**Problem to solve:** From the rows below, pull out each line that contains the word "background".

— begin Dataset entries —

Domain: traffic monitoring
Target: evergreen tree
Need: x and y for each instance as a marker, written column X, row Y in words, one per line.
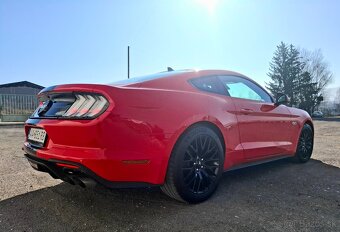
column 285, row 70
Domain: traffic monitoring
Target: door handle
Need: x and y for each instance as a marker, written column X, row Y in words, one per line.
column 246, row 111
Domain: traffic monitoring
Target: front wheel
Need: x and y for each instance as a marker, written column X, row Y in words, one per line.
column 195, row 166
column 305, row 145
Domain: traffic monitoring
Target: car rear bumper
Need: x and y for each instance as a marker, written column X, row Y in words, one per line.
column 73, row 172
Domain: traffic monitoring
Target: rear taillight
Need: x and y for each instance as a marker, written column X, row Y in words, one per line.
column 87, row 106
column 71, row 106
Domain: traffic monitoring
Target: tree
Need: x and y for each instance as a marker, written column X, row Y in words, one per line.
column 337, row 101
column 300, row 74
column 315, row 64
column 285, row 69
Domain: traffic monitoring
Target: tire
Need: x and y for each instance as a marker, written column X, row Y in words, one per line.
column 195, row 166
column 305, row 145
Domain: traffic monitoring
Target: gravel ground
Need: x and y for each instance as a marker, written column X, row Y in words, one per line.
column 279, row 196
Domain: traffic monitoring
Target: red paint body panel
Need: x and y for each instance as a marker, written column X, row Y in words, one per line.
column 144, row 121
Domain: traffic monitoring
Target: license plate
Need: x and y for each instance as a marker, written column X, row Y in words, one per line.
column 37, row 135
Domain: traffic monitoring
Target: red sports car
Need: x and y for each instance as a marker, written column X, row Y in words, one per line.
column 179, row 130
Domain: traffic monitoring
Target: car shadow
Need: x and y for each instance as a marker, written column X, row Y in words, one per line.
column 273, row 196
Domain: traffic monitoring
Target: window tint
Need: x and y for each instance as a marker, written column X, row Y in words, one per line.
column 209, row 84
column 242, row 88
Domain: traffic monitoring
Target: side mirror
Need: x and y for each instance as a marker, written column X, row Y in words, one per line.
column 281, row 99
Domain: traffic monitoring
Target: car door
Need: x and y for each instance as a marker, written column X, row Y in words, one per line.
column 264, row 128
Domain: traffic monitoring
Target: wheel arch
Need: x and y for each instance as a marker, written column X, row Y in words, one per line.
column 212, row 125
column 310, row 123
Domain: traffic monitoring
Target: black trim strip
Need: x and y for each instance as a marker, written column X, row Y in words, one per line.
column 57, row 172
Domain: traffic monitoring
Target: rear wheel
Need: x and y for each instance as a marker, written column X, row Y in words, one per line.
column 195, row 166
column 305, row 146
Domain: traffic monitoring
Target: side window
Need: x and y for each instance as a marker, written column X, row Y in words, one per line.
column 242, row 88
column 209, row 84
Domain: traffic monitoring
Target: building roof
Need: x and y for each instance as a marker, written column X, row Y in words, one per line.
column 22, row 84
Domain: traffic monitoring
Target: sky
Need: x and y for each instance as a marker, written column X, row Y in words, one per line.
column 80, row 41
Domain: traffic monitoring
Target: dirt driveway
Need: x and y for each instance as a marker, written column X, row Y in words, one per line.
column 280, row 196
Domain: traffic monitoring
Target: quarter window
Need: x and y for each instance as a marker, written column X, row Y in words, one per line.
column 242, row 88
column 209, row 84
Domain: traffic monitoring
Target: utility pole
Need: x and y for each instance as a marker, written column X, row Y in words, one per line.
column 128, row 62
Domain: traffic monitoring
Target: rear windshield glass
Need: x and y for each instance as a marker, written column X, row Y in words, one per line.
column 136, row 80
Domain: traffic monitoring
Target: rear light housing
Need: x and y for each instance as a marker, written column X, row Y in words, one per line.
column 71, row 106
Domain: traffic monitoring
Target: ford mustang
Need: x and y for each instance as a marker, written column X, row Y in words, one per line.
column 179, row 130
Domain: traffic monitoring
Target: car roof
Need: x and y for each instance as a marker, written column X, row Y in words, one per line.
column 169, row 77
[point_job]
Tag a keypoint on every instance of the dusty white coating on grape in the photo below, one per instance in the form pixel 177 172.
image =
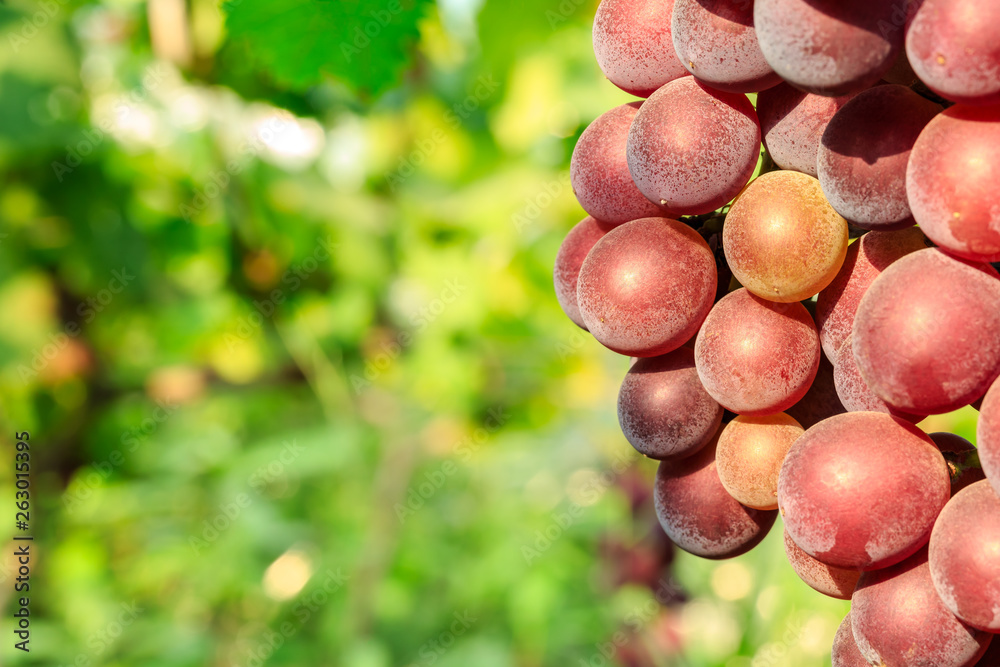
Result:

— end Dataset entries —
— begin Dataset entries —

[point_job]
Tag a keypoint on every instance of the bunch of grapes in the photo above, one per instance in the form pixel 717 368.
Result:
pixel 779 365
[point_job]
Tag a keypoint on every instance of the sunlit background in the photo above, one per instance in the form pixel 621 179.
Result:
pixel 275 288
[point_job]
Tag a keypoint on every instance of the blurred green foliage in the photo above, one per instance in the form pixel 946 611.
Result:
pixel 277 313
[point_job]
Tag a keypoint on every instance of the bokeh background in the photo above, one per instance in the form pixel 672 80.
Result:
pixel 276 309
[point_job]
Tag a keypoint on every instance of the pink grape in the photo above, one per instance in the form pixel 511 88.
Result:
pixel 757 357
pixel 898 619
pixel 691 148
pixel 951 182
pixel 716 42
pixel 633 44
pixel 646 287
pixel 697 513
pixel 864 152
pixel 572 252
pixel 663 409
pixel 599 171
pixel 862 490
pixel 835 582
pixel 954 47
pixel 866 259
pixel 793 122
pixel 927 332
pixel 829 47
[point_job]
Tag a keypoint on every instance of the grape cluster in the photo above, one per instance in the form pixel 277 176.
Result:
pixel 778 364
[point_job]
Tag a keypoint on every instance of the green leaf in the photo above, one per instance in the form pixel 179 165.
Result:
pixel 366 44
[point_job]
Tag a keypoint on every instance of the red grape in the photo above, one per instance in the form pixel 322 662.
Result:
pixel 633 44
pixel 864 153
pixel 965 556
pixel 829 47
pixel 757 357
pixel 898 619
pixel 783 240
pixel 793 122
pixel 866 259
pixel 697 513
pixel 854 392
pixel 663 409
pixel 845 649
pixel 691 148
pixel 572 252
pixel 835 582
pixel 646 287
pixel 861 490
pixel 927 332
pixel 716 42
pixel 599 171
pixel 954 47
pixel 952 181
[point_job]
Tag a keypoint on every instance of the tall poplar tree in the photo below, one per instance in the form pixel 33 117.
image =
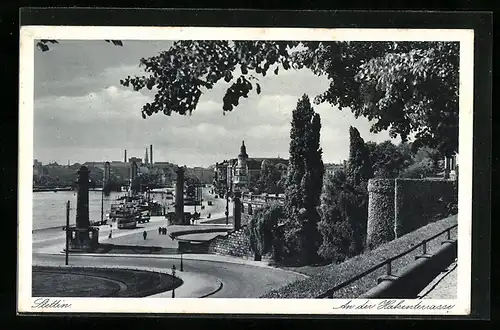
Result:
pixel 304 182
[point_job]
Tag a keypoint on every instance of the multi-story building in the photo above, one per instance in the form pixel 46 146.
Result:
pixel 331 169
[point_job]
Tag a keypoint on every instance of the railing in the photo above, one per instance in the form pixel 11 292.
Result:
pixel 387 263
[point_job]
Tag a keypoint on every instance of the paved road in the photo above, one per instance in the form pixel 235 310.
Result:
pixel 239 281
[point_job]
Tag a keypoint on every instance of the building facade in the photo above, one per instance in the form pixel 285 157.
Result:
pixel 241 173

— end Dataset entries —

**Written solution:**
Tag a keypoint on every instance of the sunlit background in the photo above, one per instance in the form pixel 621 179.
Tag a keypoint on every instance of the bokeh background in the photo above, one per instance in the form pixel 672 80.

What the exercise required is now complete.